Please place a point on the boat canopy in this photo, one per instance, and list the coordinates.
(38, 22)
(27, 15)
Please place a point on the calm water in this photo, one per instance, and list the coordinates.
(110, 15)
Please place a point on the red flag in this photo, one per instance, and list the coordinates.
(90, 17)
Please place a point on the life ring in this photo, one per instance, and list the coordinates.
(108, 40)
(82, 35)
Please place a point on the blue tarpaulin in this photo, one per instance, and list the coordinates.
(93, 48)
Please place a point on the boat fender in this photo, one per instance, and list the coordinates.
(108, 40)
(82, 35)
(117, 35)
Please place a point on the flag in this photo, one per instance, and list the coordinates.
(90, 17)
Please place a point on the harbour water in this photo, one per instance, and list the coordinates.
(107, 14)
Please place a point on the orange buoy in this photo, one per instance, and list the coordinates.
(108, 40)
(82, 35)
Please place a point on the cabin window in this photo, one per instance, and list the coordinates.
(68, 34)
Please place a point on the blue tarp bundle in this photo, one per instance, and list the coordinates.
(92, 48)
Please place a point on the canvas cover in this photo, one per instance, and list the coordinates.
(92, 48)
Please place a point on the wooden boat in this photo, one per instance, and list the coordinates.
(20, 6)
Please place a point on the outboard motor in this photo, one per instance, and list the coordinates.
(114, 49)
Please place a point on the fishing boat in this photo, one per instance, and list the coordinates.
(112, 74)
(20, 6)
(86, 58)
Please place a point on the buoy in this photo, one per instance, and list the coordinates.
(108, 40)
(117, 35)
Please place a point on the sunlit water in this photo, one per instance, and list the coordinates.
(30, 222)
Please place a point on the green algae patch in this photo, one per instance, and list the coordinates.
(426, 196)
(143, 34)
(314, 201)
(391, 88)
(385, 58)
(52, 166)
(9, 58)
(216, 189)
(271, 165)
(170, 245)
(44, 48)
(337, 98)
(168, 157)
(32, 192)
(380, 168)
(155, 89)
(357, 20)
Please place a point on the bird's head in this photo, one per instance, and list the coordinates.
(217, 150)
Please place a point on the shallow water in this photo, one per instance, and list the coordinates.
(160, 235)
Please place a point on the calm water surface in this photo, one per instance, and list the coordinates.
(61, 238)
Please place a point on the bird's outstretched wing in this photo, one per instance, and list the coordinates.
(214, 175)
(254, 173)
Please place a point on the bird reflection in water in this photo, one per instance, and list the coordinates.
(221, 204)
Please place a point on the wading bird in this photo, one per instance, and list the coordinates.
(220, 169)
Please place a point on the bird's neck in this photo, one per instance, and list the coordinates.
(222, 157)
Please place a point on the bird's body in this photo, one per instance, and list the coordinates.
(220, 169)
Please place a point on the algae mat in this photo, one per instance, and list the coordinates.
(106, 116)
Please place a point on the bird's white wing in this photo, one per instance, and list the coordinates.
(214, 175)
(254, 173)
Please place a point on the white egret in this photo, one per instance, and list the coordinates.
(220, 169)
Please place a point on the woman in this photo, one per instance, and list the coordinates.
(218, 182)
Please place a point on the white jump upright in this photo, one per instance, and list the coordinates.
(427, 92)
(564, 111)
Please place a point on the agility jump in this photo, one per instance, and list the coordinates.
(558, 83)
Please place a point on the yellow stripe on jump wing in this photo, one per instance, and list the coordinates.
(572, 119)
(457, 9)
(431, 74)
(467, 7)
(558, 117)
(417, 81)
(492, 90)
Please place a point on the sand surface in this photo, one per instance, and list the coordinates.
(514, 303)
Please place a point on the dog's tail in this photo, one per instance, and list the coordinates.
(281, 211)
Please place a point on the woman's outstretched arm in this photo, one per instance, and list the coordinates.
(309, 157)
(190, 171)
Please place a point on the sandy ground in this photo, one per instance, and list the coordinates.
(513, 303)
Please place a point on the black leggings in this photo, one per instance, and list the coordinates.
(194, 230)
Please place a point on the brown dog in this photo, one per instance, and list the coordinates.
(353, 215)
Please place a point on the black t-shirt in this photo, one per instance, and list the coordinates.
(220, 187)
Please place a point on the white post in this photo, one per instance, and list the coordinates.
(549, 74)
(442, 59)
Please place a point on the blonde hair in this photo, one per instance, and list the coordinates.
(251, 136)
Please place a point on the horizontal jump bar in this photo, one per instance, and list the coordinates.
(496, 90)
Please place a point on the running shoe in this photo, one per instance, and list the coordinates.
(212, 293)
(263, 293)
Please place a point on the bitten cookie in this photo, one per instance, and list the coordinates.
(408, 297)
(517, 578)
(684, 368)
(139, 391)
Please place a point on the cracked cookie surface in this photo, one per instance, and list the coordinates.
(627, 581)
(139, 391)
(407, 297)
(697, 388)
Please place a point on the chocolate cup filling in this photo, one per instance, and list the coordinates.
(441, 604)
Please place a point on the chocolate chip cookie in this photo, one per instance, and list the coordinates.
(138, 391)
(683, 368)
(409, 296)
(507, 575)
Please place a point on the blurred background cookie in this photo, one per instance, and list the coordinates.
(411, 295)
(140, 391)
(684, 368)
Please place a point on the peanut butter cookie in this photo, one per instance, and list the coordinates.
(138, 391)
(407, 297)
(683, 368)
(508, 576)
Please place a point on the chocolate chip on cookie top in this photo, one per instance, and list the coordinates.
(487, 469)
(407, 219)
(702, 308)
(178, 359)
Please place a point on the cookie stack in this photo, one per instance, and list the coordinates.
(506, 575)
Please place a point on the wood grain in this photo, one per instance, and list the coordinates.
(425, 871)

→ What is needed
Copy all of the records above word for word, changing nothing.

→ Response
Please place a point on the boat canopy in this photo, one per instance, and list the coordinates.
(38, 22)
(27, 15)
Please place a point on the calm water in this photo, one per instance, and list the coordinates.
(110, 15)
Please place a point on the red flag in this photo, one per instance, and list the coordinates.
(90, 17)
Please place a point on the life ring in this photo, one per instance, and list the coordinates.
(108, 40)
(82, 35)
Please place a point on the blue tarpaulin in this photo, one per instance, and list the coordinates.
(93, 48)
Please place a point on the boat fender in this photo, one per instance, and list the coordinates.
(108, 40)
(82, 35)
(117, 35)
Please place a point on the flag in this photo, one per instance, and list the coordinates.
(90, 17)
Please place a point on the harbour water in this photo, one per instance, and list the coordinates.
(107, 14)
Please place a point on the orange buoy in this photo, one per instance, and list the coordinates.
(108, 40)
(82, 35)
Please place a point on the cabin window in this photo, one per instance, and list the coordinates.
(68, 34)
Please place a point on the blue tarp bundle in this photo, one per instance, and list the coordinates.
(92, 48)
Please place a point on the canvas cover in this photo, one per instance, and list the coordinates.
(92, 48)
Please place a point on the wooden boat in this photo, one per instance, and list the coordinates.
(20, 6)
Please place a point on the outboard motor in this photo, one per instance, and list the coordinates.
(114, 49)
Please place a point on the fishing boat in this photo, one per instance, and list the coordinates.
(112, 74)
(20, 6)
(86, 58)
Please place a point on the buoy in this photo, one per instance, and list the coordinates.
(108, 40)
(117, 35)
Please place a point on the sunlit water in this photo, one per instance, and list the coordinates.
(30, 222)
Please place a point on the green algae patch in this photo, one per instance, and list the coordinates.
(426, 196)
(143, 34)
(314, 201)
(391, 88)
(385, 58)
(52, 166)
(9, 58)
(216, 189)
(271, 165)
(170, 245)
(44, 48)
(337, 98)
(168, 157)
(32, 192)
(380, 168)
(155, 89)
(357, 20)
Please place a point on the bird's head in this photo, one per instance, and list the coordinates.
(217, 150)
Please place a point on the shallow water in this photo, one per instance, and list the coordinates.
(160, 235)
Please place a point on the calm water surface in this photo, one per instance, and list the coordinates.
(61, 238)
Please place a point on the bird's outstretched wing in this photo, one per instance, and list the coordinates.
(214, 175)
(254, 173)
Please place a point on the bird reflection in water in this photo, one per instance, and list the coordinates.
(221, 204)
Please place a point on the wading bird in this photo, one per instance, and list the coordinates.
(220, 169)
Please place a point on the bird's neck in this photo, one per instance, and list the coordinates.
(222, 157)
Please place a point on the bird's body in this photo, one per instance, and list the coordinates.
(220, 169)
Please place a point on the algae mat in this photo, one per instance, and list the coordinates.
(106, 116)
Please place a point on the bird's white wing in this photo, one per instance, and list the coordinates.
(214, 175)
(254, 173)
Please place a point on the white egret in this photo, one per instance, and list the coordinates.
(220, 169)
Please place a point on the woman in this photo, one per instance, and list the coordinates.
(218, 182)
Please place a point on the white jump upright in this photo, one per instance, and list the coordinates.
(427, 92)
(564, 111)
Please place a point on the agility jump in this photo, one per instance, and list the coordinates.
(558, 83)
Please place a point on the yellow stripe on jump wing in this photo, one per instance, and list the coordinates.
(572, 119)
(457, 9)
(431, 74)
(467, 7)
(558, 117)
(417, 81)
(492, 90)
Please place a point on the sand surface in this photo, one per instance, and list the coordinates.
(514, 303)
Please place a point on the dog's tail in this photo, one per instance, and list the coordinates.
(281, 211)
Please place a point on the woman's outstretched arm in this photo, one per instance, and list the coordinates.
(309, 157)
(190, 171)
Please place a point on the sandy ground in this photo, one per instance, and list the coordinates.
(513, 303)
Please place a point on the black leggings in this photo, one per instance, and list the coordinates.
(194, 230)
Please place a point on the brown dog in this photo, one per instance, and list the coordinates.
(353, 215)
Please place a point on the black t-shirt in this photo, one per instance, and list the coordinates.
(220, 187)
Please place a point on the white post in this photo, one per instance, and list the coordinates.
(549, 74)
(442, 59)
Please place a point on the blonde hair in this photo, one per instance, and list the coordinates.
(251, 136)
Please place a point on the horizontal jump bar in this photo, one per instance, and list the coordinates.
(496, 90)
Please place a point on the running shoe in this photo, one per instance, and list the coordinates.
(212, 293)
(263, 293)
Please place a point on the bitten cookie in this photo, one per instance, and list the coordinates.
(408, 297)
(517, 578)
(684, 368)
(139, 391)
Please place a point on the cracked cookie surface in this photo, one per instance, and list the coordinates.
(627, 581)
(139, 391)
(407, 297)
(697, 388)
Please place a point on the chocolate cup filling in this photo, one per instance, and list the coordinates.
(441, 604)
Please place a point on the chocolate chip cookie in this photo, one per instance, and list the coordinates.
(138, 391)
(683, 368)
(409, 296)
(507, 575)
Please place a point on the blurred background cookie in this photo, one per instance, and list the coordinates.
(411, 295)
(140, 391)
(684, 368)
Please place a point on the peanut butter cookie in this photo, one per instance, and list the coordinates.
(138, 391)
(407, 297)
(683, 368)
(508, 576)
Please place a point on the chocolate chip on cookie top in this photo, one per instance, and list the coordinates.
(487, 469)
(407, 219)
(702, 308)
(178, 359)
Please place a point on the cookie stack in this photo, one per instance, and list the coordinates.
(506, 575)
Please place a point on the wood grain in this photo, one per instance, and list the coordinates.
(425, 871)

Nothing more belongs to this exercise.